__Exercise instructions__.
Would you retype, word for word, the line with "Task: Q: Indicate the white cloud" and every line after it through the end of the records below?

__Information given__.

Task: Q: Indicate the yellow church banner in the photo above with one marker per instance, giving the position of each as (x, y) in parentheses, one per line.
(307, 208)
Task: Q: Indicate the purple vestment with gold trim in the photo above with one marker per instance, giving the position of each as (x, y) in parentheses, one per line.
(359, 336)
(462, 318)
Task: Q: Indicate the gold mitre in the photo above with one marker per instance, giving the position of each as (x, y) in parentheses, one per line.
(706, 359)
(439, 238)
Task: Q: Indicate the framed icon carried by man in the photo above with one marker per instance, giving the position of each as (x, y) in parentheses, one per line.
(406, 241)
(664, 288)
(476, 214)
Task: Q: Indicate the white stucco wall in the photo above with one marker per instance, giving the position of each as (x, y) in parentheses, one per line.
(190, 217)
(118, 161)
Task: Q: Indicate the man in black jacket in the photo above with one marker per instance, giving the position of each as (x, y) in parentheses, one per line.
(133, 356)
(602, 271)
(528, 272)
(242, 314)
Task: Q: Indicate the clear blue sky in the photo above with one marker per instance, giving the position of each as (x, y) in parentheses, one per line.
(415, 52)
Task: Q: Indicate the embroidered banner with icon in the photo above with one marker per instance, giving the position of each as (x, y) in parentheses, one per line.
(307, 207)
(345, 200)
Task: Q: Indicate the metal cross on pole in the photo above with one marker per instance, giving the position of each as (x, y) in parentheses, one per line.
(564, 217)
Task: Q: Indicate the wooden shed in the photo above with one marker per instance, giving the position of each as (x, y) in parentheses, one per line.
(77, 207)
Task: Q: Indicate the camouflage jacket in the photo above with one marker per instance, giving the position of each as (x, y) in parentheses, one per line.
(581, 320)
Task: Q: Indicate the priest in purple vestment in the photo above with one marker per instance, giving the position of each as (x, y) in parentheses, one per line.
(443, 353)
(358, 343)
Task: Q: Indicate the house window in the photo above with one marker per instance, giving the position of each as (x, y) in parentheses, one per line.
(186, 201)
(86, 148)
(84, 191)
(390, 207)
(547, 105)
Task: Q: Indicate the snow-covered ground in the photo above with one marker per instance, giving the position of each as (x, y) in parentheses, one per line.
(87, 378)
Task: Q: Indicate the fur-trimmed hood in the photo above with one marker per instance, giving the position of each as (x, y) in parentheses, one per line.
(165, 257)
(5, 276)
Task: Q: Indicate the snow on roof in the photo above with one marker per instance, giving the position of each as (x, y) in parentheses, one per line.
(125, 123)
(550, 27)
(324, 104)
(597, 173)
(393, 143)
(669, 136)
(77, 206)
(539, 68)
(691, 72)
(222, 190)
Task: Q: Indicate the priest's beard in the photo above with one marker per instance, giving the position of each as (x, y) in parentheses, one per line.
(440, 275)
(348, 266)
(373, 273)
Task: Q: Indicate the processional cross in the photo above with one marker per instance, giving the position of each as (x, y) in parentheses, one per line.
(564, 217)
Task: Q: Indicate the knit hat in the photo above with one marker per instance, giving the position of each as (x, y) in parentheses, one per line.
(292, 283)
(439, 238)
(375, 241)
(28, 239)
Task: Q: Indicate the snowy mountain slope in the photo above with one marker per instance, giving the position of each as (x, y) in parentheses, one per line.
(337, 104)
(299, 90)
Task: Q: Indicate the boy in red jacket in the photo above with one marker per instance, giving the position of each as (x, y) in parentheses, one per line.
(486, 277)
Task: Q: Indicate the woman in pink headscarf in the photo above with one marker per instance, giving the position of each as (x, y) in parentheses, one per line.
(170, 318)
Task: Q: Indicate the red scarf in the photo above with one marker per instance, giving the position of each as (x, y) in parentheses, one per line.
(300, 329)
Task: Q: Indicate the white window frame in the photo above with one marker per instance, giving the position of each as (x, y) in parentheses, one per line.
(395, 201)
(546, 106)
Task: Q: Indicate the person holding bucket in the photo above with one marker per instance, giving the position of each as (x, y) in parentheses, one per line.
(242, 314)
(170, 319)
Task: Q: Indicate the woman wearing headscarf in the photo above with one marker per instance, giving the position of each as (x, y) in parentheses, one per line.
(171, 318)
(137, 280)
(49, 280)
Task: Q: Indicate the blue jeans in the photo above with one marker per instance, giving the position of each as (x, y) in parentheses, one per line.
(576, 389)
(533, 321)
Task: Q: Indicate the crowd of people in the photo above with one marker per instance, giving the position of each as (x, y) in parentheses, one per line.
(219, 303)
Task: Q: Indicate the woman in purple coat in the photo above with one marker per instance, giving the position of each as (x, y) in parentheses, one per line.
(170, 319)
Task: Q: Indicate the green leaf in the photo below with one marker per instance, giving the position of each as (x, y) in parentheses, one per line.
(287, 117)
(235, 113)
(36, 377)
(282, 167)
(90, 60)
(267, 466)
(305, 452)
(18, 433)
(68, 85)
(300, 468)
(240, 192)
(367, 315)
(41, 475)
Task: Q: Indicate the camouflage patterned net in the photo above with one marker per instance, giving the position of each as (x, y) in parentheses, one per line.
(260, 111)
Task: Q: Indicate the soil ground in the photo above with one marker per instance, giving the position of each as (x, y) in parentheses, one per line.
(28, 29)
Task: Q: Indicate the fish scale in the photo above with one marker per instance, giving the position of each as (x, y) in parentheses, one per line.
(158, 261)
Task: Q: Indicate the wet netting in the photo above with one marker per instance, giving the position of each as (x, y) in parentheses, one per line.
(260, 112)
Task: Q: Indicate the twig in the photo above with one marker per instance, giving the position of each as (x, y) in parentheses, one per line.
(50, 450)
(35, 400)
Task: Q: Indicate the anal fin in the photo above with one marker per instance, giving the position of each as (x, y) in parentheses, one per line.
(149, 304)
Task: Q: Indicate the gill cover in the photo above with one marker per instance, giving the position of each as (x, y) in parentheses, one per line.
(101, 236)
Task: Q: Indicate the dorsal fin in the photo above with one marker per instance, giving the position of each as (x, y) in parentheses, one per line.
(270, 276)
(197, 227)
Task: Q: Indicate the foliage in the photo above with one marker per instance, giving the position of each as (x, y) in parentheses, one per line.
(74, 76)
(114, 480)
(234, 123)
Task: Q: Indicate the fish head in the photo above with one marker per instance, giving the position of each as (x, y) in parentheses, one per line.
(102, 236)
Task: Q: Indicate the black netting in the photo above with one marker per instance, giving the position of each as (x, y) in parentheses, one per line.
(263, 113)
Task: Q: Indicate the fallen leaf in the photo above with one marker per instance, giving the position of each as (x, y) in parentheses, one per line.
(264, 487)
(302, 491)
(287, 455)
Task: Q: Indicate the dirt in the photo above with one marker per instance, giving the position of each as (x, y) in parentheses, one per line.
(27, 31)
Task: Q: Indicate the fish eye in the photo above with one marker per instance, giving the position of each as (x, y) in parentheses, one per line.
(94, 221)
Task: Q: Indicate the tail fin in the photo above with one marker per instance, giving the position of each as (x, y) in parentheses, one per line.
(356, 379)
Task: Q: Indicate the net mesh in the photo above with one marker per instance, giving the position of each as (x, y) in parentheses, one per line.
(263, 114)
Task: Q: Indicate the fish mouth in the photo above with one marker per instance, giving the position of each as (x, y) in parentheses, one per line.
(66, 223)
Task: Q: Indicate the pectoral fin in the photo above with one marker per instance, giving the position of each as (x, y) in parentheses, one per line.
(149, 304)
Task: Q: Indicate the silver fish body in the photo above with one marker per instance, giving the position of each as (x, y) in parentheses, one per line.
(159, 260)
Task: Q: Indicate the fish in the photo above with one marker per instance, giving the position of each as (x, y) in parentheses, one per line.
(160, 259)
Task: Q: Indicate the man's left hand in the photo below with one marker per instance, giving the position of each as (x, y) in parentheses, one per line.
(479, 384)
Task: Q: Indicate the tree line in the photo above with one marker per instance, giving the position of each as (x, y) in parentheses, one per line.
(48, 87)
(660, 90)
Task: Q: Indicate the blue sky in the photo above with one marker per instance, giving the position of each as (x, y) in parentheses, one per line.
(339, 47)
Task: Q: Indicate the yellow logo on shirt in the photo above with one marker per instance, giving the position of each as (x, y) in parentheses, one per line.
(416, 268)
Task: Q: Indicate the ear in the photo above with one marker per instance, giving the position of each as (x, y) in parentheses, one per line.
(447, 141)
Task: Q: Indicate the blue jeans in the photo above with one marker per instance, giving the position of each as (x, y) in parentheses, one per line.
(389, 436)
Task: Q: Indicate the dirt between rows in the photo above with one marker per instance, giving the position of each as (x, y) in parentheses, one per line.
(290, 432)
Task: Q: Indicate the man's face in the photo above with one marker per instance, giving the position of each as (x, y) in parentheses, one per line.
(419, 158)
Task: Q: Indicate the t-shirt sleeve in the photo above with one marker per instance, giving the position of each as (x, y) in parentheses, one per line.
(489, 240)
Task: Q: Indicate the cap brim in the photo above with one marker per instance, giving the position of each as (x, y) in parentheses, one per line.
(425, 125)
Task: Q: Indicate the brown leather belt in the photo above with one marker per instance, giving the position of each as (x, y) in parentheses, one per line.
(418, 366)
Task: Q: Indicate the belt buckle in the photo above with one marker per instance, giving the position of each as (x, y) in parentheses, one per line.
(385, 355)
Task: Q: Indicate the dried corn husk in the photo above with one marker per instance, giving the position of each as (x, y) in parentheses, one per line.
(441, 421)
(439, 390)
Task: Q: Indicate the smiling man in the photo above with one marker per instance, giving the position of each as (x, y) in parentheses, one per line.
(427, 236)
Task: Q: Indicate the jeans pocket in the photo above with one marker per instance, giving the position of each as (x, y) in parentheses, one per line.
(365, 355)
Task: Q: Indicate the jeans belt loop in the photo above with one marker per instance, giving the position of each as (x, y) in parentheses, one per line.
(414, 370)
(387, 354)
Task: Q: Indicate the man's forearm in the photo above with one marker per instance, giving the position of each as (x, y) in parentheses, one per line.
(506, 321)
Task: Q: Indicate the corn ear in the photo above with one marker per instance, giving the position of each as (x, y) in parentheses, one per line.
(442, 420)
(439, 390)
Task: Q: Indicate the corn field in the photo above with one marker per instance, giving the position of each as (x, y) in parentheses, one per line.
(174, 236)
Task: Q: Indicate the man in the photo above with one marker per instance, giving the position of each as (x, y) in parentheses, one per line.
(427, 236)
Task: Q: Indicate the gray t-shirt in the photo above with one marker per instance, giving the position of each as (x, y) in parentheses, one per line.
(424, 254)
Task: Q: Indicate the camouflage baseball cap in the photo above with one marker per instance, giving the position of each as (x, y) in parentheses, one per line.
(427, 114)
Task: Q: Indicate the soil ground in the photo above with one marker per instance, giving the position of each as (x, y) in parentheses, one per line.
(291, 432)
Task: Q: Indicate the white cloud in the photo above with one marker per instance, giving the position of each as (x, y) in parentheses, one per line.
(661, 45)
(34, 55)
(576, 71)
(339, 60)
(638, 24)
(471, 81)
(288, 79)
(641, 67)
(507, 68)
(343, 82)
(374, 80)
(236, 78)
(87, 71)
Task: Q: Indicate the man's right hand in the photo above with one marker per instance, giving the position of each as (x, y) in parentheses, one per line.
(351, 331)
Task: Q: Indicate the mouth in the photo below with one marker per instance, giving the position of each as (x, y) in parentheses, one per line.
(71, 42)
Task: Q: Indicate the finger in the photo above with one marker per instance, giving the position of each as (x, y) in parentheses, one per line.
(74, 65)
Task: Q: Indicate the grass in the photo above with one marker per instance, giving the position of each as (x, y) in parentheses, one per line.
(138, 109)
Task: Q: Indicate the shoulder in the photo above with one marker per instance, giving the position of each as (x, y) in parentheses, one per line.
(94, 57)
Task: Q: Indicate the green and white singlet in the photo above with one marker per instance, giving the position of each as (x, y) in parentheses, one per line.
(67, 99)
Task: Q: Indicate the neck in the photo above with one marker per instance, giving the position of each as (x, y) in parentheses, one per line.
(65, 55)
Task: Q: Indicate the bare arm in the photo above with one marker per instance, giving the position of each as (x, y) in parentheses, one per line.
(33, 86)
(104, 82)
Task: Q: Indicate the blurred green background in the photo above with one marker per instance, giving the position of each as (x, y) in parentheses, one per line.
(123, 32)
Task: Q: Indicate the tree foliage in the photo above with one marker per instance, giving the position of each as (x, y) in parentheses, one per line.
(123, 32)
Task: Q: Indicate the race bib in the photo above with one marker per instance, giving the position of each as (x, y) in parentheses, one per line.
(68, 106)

__Result__.
Task: Q: Indicate the white cloud in the photo above with one marker per instance, giving the position of each as (x, y) in parentheses, one per line.
(661, 45)
(34, 55)
(576, 71)
(339, 60)
(638, 24)
(471, 81)
(288, 79)
(641, 67)
(507, 68)
(343, 82)
(374, 80)
(236, 78)
(87, 71)
Task: Q: Indicate the man's right hand in the photo above with one marker per instance, giving the position of each as (x, y) in parentheses, one per line.
(351, 331)
Task: Q: Indicate the mouth in the photo below with one marker per instance, giving the position of each as (x, y) in parentheses, one per line.
(71, 42)
Task: Q: Indicate the finger in the photo above with one marker per instance, giving the position of each as (x, y) in parentheses, one per line.
(74, 65)
Task: Q: Indicate the grass in the photo above with one marker per instance, giving the position of each as (x, y) in parentheses, one per line.
(138, 109)
Task: Q: Indicate the shoulder in the photo above with one marker per instance, giving the position of each as (x, y) in parentheses, one per line.
(94, 57)
Task: Q: Indicate the green and white singlet in the photo above with one marker per instance, giving the position of each as (x, y) in parentheses, one per line.
(67, 99)
Task: Q: Indicate the neck in the photo above with one marker per instance, giving the position of each as (x, y) in parentheses, one per line.
(65, 55)
Task: Q: Indicate the bare arm in the photo above with one marker per instance, giving the position of each as (x, y) in parentheses, one per line.
(33, 86)
(104, 82)
Task: Q: Indicate the blurred green background in the photo above with one marker per instance, giving the position of each as (x, y) in parentheses, one per line.
(123, 32)
Task: Q: Indicate the tree foliage in the photo above with one marker per instance, giving the position of each as (x, y) in parentheses, one per line.
(123, 32)
Task: Q: Indicate the race bib in the photo above with one marker per instance, giving the position of each as (x, y) in parentheses, one per line.
(68, 106)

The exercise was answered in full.